## SET EXERCISE
Reproduce the material starting at its first line and ending at the line containing "[(58, 348), (54, 298)]", both included. Keep the request lines unchanged, and scale every coordinate in the answers by 2.55, rounding to whole numbers with halves going up.

** start RECORDS TO PROCESS **

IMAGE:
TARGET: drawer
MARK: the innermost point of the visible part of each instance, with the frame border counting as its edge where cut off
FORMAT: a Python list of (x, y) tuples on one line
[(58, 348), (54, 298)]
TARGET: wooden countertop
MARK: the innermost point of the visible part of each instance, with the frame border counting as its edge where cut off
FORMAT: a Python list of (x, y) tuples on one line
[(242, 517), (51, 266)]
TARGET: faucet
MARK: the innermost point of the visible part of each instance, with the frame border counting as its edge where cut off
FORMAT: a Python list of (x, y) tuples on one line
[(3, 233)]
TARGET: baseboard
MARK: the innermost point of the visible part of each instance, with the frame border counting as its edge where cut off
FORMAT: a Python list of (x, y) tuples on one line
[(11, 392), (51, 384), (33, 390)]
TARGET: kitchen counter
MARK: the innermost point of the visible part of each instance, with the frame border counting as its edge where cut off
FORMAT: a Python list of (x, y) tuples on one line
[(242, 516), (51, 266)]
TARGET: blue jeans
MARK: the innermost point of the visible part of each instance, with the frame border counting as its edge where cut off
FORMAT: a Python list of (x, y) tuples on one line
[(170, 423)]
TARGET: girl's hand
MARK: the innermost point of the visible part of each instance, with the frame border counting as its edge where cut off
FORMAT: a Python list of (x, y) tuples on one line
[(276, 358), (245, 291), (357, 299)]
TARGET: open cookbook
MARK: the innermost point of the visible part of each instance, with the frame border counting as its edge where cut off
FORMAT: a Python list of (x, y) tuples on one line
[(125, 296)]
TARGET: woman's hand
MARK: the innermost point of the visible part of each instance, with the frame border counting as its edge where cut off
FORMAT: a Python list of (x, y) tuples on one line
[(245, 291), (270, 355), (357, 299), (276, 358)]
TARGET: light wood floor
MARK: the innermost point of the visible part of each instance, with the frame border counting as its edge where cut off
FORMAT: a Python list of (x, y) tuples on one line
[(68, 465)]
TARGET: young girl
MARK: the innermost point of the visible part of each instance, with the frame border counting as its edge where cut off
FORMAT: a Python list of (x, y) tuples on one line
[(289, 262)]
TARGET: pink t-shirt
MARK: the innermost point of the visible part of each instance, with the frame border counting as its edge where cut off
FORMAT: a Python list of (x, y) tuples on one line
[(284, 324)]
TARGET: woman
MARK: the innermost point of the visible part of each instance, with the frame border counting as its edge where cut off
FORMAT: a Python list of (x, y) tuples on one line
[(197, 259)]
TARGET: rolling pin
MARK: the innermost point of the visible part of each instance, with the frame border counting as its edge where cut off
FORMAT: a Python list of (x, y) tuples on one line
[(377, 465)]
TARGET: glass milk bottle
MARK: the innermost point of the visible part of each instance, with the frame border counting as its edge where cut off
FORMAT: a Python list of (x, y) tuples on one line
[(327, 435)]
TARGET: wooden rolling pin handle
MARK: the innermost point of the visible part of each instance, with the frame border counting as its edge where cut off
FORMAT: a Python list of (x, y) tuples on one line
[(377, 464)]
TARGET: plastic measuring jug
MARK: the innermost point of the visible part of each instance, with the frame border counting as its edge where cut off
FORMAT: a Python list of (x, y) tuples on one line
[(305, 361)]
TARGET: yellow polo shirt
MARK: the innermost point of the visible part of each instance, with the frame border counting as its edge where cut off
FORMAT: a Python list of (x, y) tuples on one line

** end RECORDS TO PROCESS **

## COMPLETED TASK
IMAGE:
TARGET: drawer
MARK: the innermost point of the visible part of each instance, with the frame border counting as its edge where cut off
FORMAT: a Python list of (x, y) tuples on one line
[(148, 887), (138, 760)]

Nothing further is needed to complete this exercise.